TO BE DONE
Identify each line of the material below that contains the word "every" and copy those lines. Case matters.

(Part of a data file)

══════

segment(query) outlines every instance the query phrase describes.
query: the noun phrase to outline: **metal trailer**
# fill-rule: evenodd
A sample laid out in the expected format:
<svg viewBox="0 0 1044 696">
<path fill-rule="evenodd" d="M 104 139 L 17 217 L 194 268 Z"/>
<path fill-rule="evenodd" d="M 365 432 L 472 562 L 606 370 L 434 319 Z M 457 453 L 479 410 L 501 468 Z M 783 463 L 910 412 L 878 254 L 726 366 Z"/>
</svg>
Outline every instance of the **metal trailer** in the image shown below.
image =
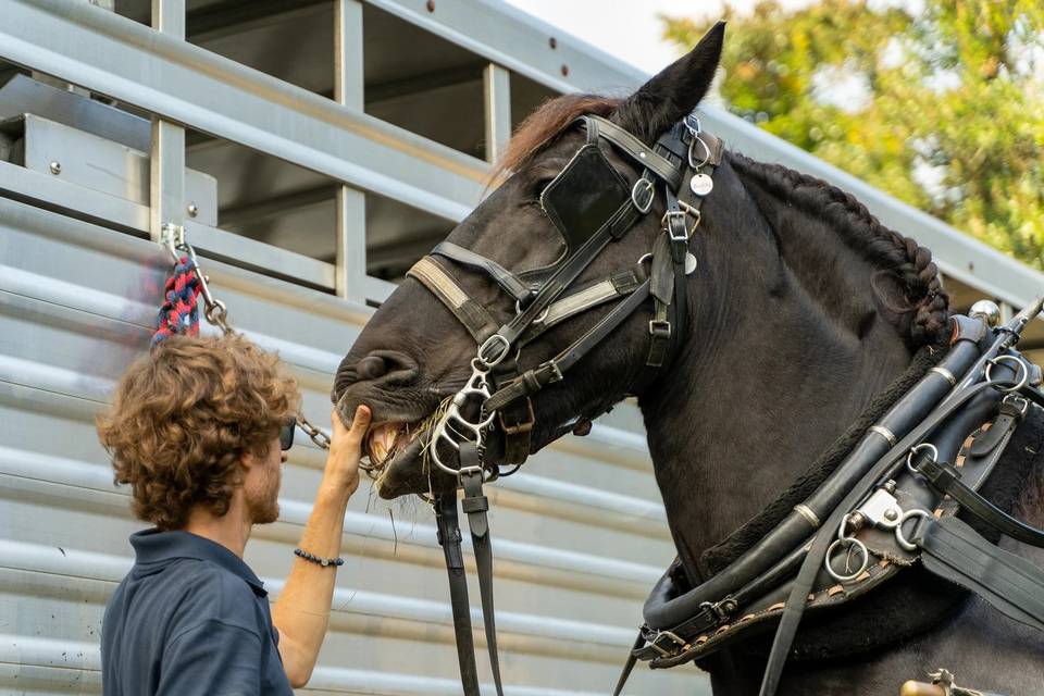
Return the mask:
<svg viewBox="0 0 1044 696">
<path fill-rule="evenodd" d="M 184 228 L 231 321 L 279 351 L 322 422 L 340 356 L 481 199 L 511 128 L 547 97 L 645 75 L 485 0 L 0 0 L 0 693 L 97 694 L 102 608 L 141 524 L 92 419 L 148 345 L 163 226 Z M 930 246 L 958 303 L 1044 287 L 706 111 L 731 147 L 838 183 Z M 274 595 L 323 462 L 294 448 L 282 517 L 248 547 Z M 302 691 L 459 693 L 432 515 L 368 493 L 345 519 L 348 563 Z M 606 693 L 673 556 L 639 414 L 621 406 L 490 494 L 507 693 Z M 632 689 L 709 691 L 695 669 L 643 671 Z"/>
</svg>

══════

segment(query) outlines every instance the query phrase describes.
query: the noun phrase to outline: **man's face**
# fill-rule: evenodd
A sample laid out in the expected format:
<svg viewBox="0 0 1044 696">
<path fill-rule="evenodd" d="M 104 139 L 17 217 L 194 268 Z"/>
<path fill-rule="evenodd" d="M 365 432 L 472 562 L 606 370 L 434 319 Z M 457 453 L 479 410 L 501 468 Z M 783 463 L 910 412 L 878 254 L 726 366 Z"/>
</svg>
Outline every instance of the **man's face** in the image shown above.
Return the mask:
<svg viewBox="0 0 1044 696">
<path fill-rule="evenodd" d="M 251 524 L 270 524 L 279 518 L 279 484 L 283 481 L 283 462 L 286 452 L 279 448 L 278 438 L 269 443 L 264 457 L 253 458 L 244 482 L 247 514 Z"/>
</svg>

══════

SOLVED PROBLEM
segment(query) outlines every instance the query phrase describes.
Outline every instance of the **metal trailer** in the image shown below.
segment(query) outlines every instance the query phrase describes.
Outline every instance of the **man's face** in the image shown above.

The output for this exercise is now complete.